▶ SOURCE DOCUMENT
Understanding observeOn() and subscribeOn()

Understanding observeOn() and subscribeOn():

A few people have asked if I could cover observeOn() and subscribeOn() in a similar manner that I have covered parallelization. Let's take a hand-on approach to understand observeOn() and subscribeOn(). But first here is a little theory for newcomers to multithreading.

Concurrency and Multithreading in a Nutshell

If you have sizable experience with Java concurrency, please skip this section. Otherwise read on!
If you have never done multithreading/concurrency before, the idea is essentially multitasking. Think of a thread as a cursor executing one line of code at a time, which you can visibly see when you are using breakpoints in debug mode with Eclipse or IDEA. As you step through your code, each statement is executed top-to-bottom. In effect, you slowed down a thread and are now in control of it. You only have one thread traversing your code and executing each statement.
But when you multithread, you can have two or more threads (cursors) traversing your code and executing statements. For instance, you can have three threads doing three different tasks. Two threads could be importing two different sets of data simultaneously, while the third thread is asking the user for login credentials. These three tasks are being executing at the same time, and this is much better than having the user wait for each data set to be loaded before being prompted with a login.

▶ GIVEN INFORMATION

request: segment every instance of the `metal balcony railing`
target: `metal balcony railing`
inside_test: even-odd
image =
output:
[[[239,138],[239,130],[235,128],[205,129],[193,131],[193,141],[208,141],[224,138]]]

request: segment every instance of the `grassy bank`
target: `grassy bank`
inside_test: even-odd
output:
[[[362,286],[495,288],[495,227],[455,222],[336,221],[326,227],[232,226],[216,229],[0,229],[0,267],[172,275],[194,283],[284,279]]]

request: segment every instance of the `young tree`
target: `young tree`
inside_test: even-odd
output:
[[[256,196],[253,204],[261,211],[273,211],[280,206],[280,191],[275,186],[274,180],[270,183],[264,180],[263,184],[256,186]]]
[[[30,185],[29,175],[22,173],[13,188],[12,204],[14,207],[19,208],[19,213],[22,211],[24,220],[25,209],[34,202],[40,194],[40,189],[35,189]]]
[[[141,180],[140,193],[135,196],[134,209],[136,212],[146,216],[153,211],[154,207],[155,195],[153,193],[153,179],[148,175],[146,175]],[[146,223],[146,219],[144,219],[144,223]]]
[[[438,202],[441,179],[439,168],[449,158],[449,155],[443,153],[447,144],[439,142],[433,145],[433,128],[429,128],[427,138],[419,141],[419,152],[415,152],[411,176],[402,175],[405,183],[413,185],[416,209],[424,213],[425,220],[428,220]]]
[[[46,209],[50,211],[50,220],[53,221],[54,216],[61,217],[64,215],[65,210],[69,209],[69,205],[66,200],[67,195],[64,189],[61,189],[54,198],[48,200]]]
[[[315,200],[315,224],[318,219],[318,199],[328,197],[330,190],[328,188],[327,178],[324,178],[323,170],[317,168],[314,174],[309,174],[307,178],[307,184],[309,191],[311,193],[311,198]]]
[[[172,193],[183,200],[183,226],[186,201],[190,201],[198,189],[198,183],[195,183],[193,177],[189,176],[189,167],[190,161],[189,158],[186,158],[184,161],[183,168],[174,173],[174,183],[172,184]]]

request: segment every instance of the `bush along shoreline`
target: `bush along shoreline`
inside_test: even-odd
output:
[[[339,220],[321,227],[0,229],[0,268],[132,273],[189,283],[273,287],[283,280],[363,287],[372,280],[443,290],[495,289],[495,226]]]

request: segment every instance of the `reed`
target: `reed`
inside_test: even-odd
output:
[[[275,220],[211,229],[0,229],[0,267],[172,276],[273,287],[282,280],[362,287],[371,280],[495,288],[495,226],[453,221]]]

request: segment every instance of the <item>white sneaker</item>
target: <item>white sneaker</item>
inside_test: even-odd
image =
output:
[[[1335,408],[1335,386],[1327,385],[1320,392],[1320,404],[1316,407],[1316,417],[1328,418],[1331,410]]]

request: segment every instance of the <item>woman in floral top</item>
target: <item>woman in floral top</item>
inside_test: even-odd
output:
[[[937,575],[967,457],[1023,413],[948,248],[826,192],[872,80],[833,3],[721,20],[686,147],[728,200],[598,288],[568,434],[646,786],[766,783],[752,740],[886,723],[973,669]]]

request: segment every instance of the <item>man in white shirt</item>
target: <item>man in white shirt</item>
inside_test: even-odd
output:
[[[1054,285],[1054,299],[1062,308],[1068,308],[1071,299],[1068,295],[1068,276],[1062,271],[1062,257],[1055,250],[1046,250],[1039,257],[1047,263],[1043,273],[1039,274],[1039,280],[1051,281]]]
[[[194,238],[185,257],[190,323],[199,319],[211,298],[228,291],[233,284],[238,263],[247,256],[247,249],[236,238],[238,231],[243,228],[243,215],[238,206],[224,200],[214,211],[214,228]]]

▶ SHORT EXERCISE A
Switch "man in white shirt" to "man in gray jacket" in the part of the records that opens with the line containing "request: segment every instance of the <item>man" and closes at the end of the records. Give that part again with nothing else changed.
▶ SHORT EXERCISE B
Pick up the article on observeOn() and subscribeOn() where it stops and keep writing.

▶ EXERCISE OUTPUT A
request: segment every instance of the <item>man in gray jacket</item>
target: <item>man in gray jacket</item>
inside_test: even-odd
output:
[[[1054,285],[1054,299],[1062,308],[1068,308],[1071,299],[1068,295],[1068,276],[1062,271],[1062,257],[1055,250],[1046,250],[1039,257],[1047,263],[1043,273],[1039,274],[1039,280],[1051,281]]]
[[[194,238],[185,257],[190,323],[199,319],[211,298],[228,291],[233,284],[238,263],[247,256],[247,249],[236,238],[238,231],[243,228],[243,215],[238,206],[224,200],[214,211],[214,228]]]

▶ EXERCISE OUTPUT B
However, when these three threads enter the same object and manipulate its properties, there is a high risk of the cursors overlapping. They can start to race each other and compete chaotically to evaluate and change the object's properties. That is why immutability should be your default policy with properties, and when properties have to be mutable you use synchronization. While you should always strive for immutability, RxJava greatly reduces the likelihood of race conditions and other multithreading problems. Problems will only likely happen when you create side effects manipulating objects outside the Observable chain.
Another common use of multithreading is parallelization. Say you have 10,000 objects and you need to perform an expensive calculation on each one. Instead of iterating them and executing the process one at a time, you can process 5 at at time by passing them to 5 worker threads. This could make the process up to 5 times faster.
Think of this as a checkout line where having 5 cashiers is better than 1, because you can process a high volume of customers faster. But of course, like threads, cashiers are expensive. If you have 30 customers to process, it is probably not practical to have 30 cashiers due to operational constraints. It is better to have 5 cashiers and "re-use" them after they process each customer, and they can take another customer waiting in the queue. This is effectively what a thread pool does. It internally maintains a set of threads and will queue tasks to delegate to them.
Most computers nowadays have multiple "cores", or processors built into the CPU. If you have a quad-core, you can optimally support 5 computational threads (4 cores + 1 extra thread for idle time). If you have 8 cores, you can optimally support 9 threads, and so on. If you exceed this simple rough formula (e.g. running 6 threads or more on a 4-core machine) you risk compromising performance. But not every task is computational. Importing and exporting data (called IO tasks) is much less taxing on the CPU. You could theoretically have 10 threads on a 4-core machine without issue if they all are simply importing/exporting data.
While RxJava takes a lot of the pain out of concurrency and multithreading, I highly recommend knowing how to use concurrency without RxJava, just so you are aware of the "gotchas" multithreading can manifest. Benjamin Winterberg created an awesome tutorial on Java 8 concurrency which I recommend reading. If you want some deep knowledge on concurrency, check out Java: Concurrency in Practice by Brian Goetz.

subscribeOn()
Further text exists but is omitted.